═════ INFORMATION SHOWN

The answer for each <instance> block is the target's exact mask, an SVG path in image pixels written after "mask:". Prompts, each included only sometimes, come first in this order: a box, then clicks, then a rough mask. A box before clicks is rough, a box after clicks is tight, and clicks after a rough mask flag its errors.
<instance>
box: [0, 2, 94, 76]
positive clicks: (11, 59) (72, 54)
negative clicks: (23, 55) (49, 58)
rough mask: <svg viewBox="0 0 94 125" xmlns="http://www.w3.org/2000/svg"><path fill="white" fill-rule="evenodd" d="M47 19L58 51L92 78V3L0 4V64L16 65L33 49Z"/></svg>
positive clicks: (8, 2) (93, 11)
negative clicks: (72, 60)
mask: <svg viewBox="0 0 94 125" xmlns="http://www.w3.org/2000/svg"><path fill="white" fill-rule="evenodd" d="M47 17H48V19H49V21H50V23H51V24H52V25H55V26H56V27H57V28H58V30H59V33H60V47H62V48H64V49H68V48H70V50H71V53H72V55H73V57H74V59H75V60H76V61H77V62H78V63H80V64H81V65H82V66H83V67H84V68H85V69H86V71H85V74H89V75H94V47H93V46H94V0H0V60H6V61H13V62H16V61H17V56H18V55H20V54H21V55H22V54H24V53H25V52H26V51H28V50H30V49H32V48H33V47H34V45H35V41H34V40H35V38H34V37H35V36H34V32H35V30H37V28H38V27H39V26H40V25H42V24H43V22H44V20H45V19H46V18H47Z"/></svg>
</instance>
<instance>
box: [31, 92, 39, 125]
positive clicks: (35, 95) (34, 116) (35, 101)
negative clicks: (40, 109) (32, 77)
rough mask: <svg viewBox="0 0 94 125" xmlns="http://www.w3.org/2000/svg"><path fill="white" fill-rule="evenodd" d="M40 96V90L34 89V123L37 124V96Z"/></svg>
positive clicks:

══════════

* TASK TO COMPLETE
Nothing in the entries above may be left out; retype them all exactly.

* RESULT OF THIS EXERCISE
The answer for each <instance> block is the target's exact mask, an SVG path in image pixels written after "mask:". Prompts, each included only sometimes, come first in this order: a box, then clicks, then a rough mask. A box before clicks is rough, a box after clicks is tight, and clicks after a rough mask flag its errors.
<instance>
box: [0, 2, 94, 76]
positive clicks: (11, 59) (72, 54)
negative clicks: (23, 55) (49, 58)
rough mask: <svg viewBox="0 0 94 125" xmlns="http://www.w3.org/2000/svg"><path fill="white" fill-rule="evenodd" d="M47 19L58 51L92 78V3L0 4V64L16 65L33 49Z"/></svg>
positive clicks: (8, 2) (93, 11)
negative clicks: (72, 60)
mask: <svg viewBox="0 0 94 125" xmlns="http://www.w3.org/2000/svg"><path fill="white" fill-rule="evenodd" d="M47 17H48V19H49V21H50V23H51V24H52V25H55V26H56V27H57V28H58V30H59V33H60V47H62V48H64V49H68V48H70V50H71V53H72V55H73V57H74V59H75V60H76V61H77V62H78V63H80V64H81V65H82V66H83V67H84V68H85V69H86V71H85V74H89V75H94V47H93V46H94V0H0V60H6V61H13V62H16V61H17V56H18V55H20V54H21V55H22V54H24V53H25V52H26V51H28V50H30V49H32V48H33V47H34V45H35V41H34V40H35V38H34V37H35V36H34V32H35V30H37V28H38V27H39V26H40V25H42V24H43V22H44V20H45V19H46V18H47Z"/></svg>
</instance>
<instance>
box: [31, 92, 39, 125]
positive clicks: (35, 95) (34, 116) (35, 101)
negative clicks: (40, 109) (32, 77)
rough mask: <svg viewBox="0 0 94 125" xmlns="http://www.w3.org/2000/svg"><path fill="white" fill-rule="evenodd" d="M40 96V90L34 89V123L37 124V96Z"/></svg>
positive clicks:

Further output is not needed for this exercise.